## Supplied records
----------

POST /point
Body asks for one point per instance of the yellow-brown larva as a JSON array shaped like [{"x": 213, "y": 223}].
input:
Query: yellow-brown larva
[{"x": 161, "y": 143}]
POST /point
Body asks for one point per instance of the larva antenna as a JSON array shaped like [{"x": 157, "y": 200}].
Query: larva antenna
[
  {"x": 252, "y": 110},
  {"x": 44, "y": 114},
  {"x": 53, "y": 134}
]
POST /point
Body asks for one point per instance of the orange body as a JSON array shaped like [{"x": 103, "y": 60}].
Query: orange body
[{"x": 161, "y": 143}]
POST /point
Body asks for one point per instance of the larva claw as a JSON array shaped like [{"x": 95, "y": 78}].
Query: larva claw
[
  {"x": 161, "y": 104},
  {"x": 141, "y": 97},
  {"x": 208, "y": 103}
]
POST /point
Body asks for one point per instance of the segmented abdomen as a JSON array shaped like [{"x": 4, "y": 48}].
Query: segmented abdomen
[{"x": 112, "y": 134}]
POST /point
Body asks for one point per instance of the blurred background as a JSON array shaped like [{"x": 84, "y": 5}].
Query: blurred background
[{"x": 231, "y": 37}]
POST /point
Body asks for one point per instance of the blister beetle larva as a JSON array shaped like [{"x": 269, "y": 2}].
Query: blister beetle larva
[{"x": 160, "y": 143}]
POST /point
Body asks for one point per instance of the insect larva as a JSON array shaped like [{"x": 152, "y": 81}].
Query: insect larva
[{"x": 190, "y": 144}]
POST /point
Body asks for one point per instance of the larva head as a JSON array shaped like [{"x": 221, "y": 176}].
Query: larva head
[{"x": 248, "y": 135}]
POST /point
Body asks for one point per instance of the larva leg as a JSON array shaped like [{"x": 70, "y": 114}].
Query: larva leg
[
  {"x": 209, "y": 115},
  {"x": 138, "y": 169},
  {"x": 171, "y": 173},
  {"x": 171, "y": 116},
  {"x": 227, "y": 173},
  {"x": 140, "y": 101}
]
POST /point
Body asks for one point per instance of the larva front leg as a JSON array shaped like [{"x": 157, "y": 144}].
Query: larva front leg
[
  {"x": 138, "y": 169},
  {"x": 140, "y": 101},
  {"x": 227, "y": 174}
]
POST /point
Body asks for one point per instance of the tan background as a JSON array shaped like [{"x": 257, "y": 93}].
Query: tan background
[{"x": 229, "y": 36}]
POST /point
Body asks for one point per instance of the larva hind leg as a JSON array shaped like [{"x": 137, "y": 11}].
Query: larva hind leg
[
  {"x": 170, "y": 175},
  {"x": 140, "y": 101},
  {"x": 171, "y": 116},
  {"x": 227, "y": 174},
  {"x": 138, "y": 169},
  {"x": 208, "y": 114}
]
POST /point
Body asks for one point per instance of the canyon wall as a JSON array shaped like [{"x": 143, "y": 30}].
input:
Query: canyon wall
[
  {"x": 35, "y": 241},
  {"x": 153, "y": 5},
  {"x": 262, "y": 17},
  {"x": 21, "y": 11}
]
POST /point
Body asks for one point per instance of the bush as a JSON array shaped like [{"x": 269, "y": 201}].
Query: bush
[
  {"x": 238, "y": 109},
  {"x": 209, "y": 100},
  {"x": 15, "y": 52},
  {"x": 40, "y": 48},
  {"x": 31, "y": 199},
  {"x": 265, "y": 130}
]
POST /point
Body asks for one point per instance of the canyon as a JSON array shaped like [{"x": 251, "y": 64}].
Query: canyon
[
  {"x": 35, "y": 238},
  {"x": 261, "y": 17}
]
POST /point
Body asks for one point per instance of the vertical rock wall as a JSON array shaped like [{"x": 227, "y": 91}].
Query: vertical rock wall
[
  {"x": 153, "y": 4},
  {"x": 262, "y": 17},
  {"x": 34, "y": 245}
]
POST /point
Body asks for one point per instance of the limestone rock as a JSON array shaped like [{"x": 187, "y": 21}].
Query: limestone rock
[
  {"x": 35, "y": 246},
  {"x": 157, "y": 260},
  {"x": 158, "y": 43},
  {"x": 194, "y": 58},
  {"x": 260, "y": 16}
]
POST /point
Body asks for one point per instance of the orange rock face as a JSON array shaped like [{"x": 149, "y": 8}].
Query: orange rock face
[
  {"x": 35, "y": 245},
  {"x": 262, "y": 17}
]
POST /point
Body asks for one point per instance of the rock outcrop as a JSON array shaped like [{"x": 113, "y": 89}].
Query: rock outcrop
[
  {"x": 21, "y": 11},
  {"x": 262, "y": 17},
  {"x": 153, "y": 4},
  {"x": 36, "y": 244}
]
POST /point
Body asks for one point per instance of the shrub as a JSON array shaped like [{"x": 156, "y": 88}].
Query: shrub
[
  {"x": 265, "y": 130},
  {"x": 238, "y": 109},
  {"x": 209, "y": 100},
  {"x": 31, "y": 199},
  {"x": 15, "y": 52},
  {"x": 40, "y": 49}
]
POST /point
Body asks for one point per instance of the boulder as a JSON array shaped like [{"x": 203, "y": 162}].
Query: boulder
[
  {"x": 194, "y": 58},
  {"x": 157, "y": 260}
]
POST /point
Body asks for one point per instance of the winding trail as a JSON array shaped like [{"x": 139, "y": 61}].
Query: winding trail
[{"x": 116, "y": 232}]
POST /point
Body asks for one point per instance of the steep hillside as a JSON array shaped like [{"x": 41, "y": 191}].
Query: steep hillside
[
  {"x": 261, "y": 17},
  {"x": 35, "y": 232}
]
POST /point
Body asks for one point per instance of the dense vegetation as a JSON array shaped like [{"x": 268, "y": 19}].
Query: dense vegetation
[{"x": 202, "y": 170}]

----------

## Work required
Each line of the data must come back exactly as written.

## Finished exercise
POST /point
Body asks for one point per instance of the yellow-brown larva as a JSON array shaped like [{"x": 213, "y": 223}].
input:
Query: yellow-brown larva
[{"x": 161, "y": 143}]
POST /point
Body asks for one point per instance of the larva antenna as a JSON array shaped like [{"x": 157, "y": 200}].
Query: larva antenna
[
  {"x": 252, "y": 110},
  {"x": 44, "y": 114},
  {"x": 53, "y": 134}
]
POST /point
Body asks for one point per instance of the orange body as a JSON array shaped like [{"x": 103, "y": 60}].
Query: orange body
[{"x": 161, "y": 143}]
POST /point
Body asks for one point per instance of the larva claw as a JSON array shaped like [{"x": 95, "y": 78}].
Query: larva claw
[
  {"x": 161, "y": 104},
  {"x": 141, "y": 97},
  {"x": 208, "y": 103}
]
POST /point
Body asks for one point per instance of the segmented abdomen as a JSON array shaped like [{"x": 4, "y": 48}].
Query: segmented abdomen
[{"x": 112, "y": 134}]
POST /point
Body asks for one point per instance of the blurred background as a JSON array shaped like [{"x": 84, "y": 5}].
Query: blurred background
[{"x": 231, "y": 37}]
POST /point
Body asks for one point per instance of the blister beetle larva as a JSON array shaped like [{"x": 269, "y": 2}].
Query: blister beetle larva
[{"x": 160, "y": 143}]
POST /point
Body asks for one point per instance of the insect larva as a JSON array shaped like [{"x": 152, "y": 81}].
Query: insect larva
[{"x": 190, "y": 144}]
POST /point
Body asks for one point per instance of the larva head as a JSON array shaped like [{"x": 221, "y": 176}].
Query: larva head
[{"x": 248, "y": 135}]
POST /point
Body asks for one point per instance of the larva leg as a JSON array shaped like [{"x": 70, "y": 114}].
Query: larva leg
[
  {"x": 209, "y": 115},
  {"x": 138, "y": 169},
  {"x": 171, "y": 173},
  {"x": 171, "y": 116},
  {"x": 227, "y": 173},
  {"x": 140, "y": 101}
]
POST /point
Body asks for one point per instance of the larva front leg as a JSON array shaped like [{"x": 157, "y": 144}].
Query: larva front leg
[
  {"x": 138, "y": 169},
  {"x": 140, "y": 101},
  {"x": 227, "y": 174}
]
POST /point
Body asks for one point per instance of the tan background as a JSON array shaped like [{"x": 257, "y": 93}].
Query: tan background
[{"x": 229, "y": 36}]
POST /point
Body asks for one point per instance of the larva hind leg as a JSON array shaped like [{"x": 137, "y": 11}].
Query: larva hind leg
[
  {"x": 170, "y": 175},
  {"x": 140, "y": 101},
  {"x": 171, "y": 116},
  {"x": 227, "y": 174},
  {"x": 138, "y": 169},
  {"x": 208, "y": 114}
]
POST /point
Body asks for one point per instance of the canyon wall as a JSON array shaped like [{"x": 143, "y": 30}].
input:
Query: canyon wall
[
  {"x": 35, "y": 241},
  {"x": 153, "y": 5},
  {"x": 262, "y": 17},
  {"x": 21, "y": 11}
]
POST /point
Body asks for one point per instance of the bush as a JSON array shaped like [{"x": 269, "y": 201}].
Query: bush
[
  {"x": 238, "y": 109},
  {"x": 209, "y": 100},
  {"x": 15, "y": 52},
  {"x": 40, "y": 48},
  {"x": 31, "y": 199},
  {"x": 265, "y": 130}
]
POST /point
Body asks for one point per instance of the canyon as a JSON array shaped like [{"x": 251, "y": 64}].
Query: canyon
[
  {"x": 35, "y": 238},
  {"x": 261, "y": 17}
]
POST /point
Body asks for one point per instance of the vertical rock wall as a JSON array shaped like [{"x": 227, "y": 91}].
Query: vertical rock wall
[
  {"x": 153, "y": 4},
  {"x": 262, "y": 17},
  {"x": 34, "y": 245}
]
POST /point
Body asks for one point per instance of the limestone rock as a JSON array shaped like [{"x": 187, "y": 21}].
Query: limestone rock
[
  {"x": 35, "y": 246},
  {"x": 157, "y": 260},
  {"x": 158, "y": 43},
  {"x": 194, "y": 58},
  {"x": 260, "y": 16}
]
POST /point
Body asks for one point per instance of the orange rock face as a JSON array shaped like [{"x": 149, "y": 8}].
Query: orange rock face
[
  {"x": 35, "y": 245},
  {"x": 262, "y": 17}
]
POST /point
Body asks for one point per instance of the rock outcrop as a JSON array shaped like [{"x": 113, "y": 89}].
Query: rock outcrop
[
  {"x": 21, "y": 11},
  {"x": 262, "y": 17},
  {"x": 153, "y": 4},
  {"x": 36, "y": 244}
]
POST /point
Body asks for one point per instance of the shrub as a JSON array shaped like [{"x": 156, "y": 88}].
Query: shrub
[
  {"x": 265, "y": 130},
  {"x": 238, "y": 109},
  {"x": 209, "y": 100},
  {"x": 31, "y": 199},
  {"x": 15, "y": 52},
  {"x": 40, "y": 49}
]
POST /point
Body asks for one point per instance of the boulder as a JSON array shaped like [{"x": 203, "y": 162}].
Query: boulder
[
  {"x": 194, "y": 58},
  {"x": 157, "y": 260}
]
POST /point
Body asks for one point per instance of the winding trail as a JSON array shaped like [{"x": 139, "y": 61}].
Query: winding trail
[{"x": 116, "y": 232}]
POST /point
Body asks for one point per instance of the steep hillside as a JSON array shaped like [{"x": 41, "y": 191}].
Query: steep hillside
[
  {"x": 261, "y": 17},
  {"x": 35, "y": 232}
]
POST /point
Body asks for one point per instance of the dense vegetation as a JSON array shaped like [{"x": 268, "y": 19}].
Query: dense vegetation
[{"x": 202, "y": 170}]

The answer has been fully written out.